====== TEXTE FOURNI ======

On critique souvent la résistance palestinienne comme étant futile étant donné le déséquilibre grotesque existant entre les forces des deux camps. Mais le Hamas, qui doit plus son soutien à sa posture de défiance qu’à son islamisme, s’est trouvé renforcé par les événements de la semaine dernière, comme il a démontré qu’il peut riposter dans tout Israël – tandis qu’Abbas, dépendant d’un « processus de paix » qui a implosé, a été encore plus affaibli.
Les éruptions du conflit se font incontestablement plus rapprochées et plus intenses. Malgré les efforts héroïques israéliens pour en définir le récit, l’opinion internationale n’a jamais été aussi favorable à la cause palestinienne. Mais la réalité brutale est qu’il n’y aura pas de fin à l’occupation israélienne tant que les Palestiniens et leurs partisans ne seront pas en mesure d’en faire monter le prix pour l’occupant, d’une manière ou d’une autre - et de modifier l’équilibre des forces sur le terrain.

======

• **OBJECTIF 1**
Compte les lignes qui contiennent la chaîne « tall » en tenant compte de la casse, puis indique uniquement ce nombre.
Les lignes n'ont aucun rapport avec le texte fourni.

====== LIGNES DE DONNÉES ======

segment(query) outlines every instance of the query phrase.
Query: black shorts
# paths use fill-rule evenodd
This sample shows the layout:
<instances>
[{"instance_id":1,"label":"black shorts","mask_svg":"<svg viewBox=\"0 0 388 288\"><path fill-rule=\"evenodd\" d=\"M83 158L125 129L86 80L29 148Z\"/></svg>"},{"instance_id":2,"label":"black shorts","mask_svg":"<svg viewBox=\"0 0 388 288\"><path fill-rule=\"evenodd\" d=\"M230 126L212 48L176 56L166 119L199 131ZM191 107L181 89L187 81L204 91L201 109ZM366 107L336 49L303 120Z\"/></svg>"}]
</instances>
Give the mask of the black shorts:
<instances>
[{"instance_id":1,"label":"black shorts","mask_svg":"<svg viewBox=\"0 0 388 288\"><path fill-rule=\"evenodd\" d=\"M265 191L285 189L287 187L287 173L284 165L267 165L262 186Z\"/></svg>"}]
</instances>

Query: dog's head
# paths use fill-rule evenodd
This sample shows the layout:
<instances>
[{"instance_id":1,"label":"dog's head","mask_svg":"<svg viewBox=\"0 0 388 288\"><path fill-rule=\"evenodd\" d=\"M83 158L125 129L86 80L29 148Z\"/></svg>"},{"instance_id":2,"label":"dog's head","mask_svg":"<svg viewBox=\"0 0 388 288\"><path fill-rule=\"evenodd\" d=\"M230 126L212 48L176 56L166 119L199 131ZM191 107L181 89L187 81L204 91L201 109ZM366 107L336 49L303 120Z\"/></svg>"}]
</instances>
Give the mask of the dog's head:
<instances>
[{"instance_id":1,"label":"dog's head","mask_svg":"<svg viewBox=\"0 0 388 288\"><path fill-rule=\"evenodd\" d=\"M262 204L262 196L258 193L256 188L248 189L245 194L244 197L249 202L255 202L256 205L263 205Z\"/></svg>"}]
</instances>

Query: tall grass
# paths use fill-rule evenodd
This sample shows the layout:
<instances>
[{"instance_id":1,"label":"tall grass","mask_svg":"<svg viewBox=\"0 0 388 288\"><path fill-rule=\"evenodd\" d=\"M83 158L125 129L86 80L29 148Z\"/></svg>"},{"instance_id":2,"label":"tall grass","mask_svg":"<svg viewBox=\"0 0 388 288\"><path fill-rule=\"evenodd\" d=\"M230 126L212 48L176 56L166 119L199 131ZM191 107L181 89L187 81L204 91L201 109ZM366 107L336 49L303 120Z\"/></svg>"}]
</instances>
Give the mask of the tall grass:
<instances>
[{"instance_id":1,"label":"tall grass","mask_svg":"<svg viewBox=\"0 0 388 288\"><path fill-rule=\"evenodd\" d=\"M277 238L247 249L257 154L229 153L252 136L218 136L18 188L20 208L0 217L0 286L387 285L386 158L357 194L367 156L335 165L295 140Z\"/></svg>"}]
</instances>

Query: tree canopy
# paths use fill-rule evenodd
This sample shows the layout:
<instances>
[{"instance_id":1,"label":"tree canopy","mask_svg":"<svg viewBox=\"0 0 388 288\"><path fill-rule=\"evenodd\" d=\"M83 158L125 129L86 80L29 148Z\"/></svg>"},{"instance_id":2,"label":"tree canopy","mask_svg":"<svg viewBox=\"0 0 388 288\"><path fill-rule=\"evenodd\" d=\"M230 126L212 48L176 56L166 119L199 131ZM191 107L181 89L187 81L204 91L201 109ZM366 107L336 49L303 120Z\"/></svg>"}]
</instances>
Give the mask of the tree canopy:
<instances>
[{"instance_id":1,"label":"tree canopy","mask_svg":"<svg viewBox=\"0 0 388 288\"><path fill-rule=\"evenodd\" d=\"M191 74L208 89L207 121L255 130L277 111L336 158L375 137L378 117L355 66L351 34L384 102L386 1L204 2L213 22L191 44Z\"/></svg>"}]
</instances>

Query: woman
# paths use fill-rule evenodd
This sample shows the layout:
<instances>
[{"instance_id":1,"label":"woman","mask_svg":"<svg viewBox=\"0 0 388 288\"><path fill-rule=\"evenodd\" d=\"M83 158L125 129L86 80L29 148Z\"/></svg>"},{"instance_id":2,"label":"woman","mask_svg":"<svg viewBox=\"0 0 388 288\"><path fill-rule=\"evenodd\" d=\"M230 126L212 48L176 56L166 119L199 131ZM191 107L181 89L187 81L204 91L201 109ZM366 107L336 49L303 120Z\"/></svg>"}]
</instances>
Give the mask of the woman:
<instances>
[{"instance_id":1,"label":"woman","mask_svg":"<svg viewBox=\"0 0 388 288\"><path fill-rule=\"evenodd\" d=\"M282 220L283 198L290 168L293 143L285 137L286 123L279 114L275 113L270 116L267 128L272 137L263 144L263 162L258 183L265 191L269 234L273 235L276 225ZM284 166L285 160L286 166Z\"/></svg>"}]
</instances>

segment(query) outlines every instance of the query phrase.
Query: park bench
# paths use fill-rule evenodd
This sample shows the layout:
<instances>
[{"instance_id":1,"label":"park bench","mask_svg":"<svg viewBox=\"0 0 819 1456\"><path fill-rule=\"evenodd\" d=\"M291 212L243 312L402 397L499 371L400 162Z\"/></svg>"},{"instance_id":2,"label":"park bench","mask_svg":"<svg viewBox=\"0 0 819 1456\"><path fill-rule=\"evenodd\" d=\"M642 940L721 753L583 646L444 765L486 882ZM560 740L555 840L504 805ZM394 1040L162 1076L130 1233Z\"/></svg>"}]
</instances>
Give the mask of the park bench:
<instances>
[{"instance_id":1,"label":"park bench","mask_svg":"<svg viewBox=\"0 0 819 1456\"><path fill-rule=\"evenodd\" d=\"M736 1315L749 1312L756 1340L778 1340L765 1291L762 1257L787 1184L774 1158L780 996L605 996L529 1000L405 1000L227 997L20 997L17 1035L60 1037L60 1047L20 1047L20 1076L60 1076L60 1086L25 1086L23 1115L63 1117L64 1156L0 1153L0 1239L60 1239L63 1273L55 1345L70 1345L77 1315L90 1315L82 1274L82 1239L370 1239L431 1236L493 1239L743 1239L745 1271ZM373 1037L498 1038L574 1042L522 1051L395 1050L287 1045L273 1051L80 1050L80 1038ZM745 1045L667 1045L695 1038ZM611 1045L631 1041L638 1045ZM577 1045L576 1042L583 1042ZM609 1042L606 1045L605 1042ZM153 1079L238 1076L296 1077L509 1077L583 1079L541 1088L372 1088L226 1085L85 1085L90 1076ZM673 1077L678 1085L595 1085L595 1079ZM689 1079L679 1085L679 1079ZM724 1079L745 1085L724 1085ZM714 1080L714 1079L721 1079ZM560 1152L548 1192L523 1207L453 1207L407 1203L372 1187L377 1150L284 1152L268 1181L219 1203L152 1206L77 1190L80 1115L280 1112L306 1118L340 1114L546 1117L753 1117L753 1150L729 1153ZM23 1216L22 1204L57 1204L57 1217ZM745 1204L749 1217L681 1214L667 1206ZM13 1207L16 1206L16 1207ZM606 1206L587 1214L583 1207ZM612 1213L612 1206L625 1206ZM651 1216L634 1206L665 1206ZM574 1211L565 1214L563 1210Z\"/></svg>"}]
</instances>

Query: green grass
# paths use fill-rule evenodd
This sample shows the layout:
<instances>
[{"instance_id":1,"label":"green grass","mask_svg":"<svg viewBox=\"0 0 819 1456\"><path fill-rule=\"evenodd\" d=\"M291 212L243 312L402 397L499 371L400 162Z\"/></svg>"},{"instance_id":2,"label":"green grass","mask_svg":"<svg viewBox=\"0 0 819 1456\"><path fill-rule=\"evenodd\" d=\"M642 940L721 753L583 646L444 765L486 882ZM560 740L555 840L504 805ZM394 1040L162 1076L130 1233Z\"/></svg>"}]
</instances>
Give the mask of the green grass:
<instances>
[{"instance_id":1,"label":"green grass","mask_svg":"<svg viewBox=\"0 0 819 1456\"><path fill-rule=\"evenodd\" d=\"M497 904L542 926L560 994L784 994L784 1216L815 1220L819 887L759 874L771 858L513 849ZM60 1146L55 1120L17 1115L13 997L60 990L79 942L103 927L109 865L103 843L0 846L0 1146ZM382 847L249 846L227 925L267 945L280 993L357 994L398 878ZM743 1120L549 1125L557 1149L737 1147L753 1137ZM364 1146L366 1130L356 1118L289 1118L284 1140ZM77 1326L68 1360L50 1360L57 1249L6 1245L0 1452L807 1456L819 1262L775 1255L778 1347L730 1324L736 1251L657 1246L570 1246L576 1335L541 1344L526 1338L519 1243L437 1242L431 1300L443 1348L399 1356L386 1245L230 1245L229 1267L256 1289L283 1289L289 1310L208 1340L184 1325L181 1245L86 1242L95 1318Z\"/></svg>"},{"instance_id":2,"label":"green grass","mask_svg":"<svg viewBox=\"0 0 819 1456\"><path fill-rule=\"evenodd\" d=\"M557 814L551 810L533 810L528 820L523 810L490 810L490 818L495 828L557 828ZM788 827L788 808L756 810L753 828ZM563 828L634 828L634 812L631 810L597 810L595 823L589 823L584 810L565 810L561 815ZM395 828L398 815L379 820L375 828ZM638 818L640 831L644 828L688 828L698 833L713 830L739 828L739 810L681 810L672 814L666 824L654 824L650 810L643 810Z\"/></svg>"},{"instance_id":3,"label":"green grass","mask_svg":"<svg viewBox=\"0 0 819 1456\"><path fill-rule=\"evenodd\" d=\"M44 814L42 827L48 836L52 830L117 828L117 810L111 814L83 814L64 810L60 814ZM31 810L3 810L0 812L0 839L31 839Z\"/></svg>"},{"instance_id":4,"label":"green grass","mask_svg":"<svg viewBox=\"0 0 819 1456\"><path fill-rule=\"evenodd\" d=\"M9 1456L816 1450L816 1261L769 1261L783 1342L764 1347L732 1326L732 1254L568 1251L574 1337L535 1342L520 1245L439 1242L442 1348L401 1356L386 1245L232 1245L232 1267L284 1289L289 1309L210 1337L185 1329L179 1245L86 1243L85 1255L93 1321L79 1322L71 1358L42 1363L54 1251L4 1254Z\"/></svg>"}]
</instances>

======

• **OBJECTIF 2**
Réponds à ces questions sur le texte fourni.
(a) À quoi le Hamas doit-il davantage son soutien ?
(b) De quoi Abbas est-il dépendant ?
(c) Comment l'opinion internationale envers la cause palestinienne est-elle décrite ?

• **RÉPONSE DÉTAILLÉE 1**
4

• **RÉPONSE DÉTAILLÉE 2**
(a) À sa posture de défiance, plus qu'à son islamisme.
(b) D'un « processus de paix » qui a implosé.
(c) Elle n'a jamais été aussi favorable à la cause palestinienne.